→ STUDY TEXT:
The Good and Bad of the Situation
Google has announced in their official blog that their Personal Health Record (PHR) experiment is coming to an end on January 1, 2013. If you have data entered on their site there will be enough time to safely export the data to another application. However, this announcement, like many events in life, is not all good or all bad for the average healthcare consumer. There are still many useful, and free, options for the empowered patient. Microsoft’s HealthVault is available, as well as an AHIMA version, MyPHR which can cover the needs of most, if not all, consumers. What then is lost, really, from this announcement? Not as much as you might initially think.
First and foremost the Google name brought attention to the important idea of patient empowerment. Unfortunately, after the initial surge, the interest trailed off. One difficulty may have been that the people who are likely to use this application, Baby Boomers for example, may not have been aware of the existence of Google Health, or they may not have had the inclination to use an electronic version of any paper records they may have collected. This is a challenge that must be overcome for any electronic platform to be successful.

Stored data entries
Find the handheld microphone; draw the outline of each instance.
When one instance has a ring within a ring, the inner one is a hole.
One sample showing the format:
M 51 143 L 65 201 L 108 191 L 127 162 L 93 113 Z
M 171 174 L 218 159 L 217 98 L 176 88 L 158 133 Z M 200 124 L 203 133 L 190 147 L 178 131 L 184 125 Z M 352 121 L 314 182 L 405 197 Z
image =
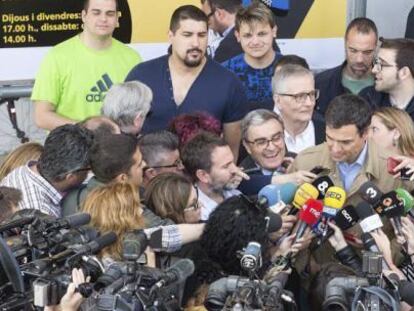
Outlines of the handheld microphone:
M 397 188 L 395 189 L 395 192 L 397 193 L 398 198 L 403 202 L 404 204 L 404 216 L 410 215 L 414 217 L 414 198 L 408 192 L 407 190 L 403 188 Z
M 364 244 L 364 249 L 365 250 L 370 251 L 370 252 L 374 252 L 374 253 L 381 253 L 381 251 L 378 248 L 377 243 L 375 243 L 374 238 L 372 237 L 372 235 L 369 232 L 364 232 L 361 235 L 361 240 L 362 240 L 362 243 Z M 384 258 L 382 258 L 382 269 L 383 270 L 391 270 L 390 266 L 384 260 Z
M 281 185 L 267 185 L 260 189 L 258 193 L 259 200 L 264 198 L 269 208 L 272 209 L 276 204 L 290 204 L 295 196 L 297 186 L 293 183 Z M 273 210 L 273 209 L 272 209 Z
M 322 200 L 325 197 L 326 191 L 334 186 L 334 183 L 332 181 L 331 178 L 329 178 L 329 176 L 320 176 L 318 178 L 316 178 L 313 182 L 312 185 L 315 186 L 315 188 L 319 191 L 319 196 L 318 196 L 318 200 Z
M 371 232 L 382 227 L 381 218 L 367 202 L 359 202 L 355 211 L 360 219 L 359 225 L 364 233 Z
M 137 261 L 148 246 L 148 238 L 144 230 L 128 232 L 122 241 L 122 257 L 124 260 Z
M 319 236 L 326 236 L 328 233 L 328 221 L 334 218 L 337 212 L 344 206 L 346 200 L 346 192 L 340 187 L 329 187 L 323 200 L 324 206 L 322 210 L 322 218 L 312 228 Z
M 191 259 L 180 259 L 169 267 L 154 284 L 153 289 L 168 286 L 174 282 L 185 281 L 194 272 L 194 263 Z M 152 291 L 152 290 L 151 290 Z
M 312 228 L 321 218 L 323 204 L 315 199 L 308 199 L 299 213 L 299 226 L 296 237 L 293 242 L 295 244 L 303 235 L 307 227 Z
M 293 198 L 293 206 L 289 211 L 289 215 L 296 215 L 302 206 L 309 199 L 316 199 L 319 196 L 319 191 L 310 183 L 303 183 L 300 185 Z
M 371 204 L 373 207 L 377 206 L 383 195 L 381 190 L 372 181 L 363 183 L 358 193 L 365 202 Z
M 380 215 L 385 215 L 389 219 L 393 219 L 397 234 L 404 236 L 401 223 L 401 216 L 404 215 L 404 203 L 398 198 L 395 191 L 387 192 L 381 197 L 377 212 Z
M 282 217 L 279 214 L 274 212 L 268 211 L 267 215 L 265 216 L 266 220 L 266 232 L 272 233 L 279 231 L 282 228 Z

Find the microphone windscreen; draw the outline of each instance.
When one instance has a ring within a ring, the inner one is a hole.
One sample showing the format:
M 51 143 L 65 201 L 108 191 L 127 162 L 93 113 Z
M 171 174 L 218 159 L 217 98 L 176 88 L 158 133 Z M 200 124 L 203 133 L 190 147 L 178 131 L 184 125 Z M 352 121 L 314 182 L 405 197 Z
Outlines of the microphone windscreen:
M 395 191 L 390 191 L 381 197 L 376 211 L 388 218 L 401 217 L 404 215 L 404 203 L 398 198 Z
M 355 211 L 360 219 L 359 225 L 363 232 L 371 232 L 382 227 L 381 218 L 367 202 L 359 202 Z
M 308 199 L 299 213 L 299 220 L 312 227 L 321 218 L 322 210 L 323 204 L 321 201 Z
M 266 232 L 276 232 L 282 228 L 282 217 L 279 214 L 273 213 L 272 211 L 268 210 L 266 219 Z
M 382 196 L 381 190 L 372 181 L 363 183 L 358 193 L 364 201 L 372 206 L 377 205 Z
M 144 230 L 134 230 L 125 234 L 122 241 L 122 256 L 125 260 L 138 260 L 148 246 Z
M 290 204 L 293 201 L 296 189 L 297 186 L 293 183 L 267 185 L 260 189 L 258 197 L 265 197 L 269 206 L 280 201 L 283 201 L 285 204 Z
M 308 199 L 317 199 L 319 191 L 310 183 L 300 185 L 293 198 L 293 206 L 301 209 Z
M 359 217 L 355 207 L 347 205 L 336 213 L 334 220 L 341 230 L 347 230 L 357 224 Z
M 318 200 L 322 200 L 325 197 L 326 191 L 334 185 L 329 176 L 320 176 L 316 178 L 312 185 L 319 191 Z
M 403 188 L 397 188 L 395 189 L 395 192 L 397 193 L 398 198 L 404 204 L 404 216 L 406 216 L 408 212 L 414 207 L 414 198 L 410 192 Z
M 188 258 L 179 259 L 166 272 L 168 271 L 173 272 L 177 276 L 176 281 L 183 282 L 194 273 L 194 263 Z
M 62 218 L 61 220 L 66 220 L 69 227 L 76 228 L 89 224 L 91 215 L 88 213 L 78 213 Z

→ TASKS AND EXERCISES:
1. According to the Google Health article, why is less lost from Google's announcement than one might first think? Answer in one to three sentences.
2. Write the next part of the Google Health article, picking up right after its final paragraph.

→ RESULTS OF THE TASKS:
1. Users have enough time to safely export their data to another application. Free options like Microsoft's HealthVault and AHIMA's MyPHR are still available and can cover the needs of most, if not all, consumers.

2.
Secondly, the benefits of increasing the awareness of patients and their families of the care they receive can also influence the quality of the care delivered. Hopefully this attention will be diverted to other PHR solutions. When more people are included in a process, accountability becomes shared and fewer mistakes can occur. By creating free, portable, electronic versions of something as vital as an electronic health record, it will continue to be an asset to improving care for large numbers of people.
Finally, one of the bigger disappointments comes from the loss of a large source of creative energy that will not be applied to solving the problems of adoption of PHRs. Google has found ways to improve the quality of our digital lives, and hopefully this setback will lead to other solutions from other places. Even with this setback, we are one step closer to the answer, even if we only figure out what doesn’t work.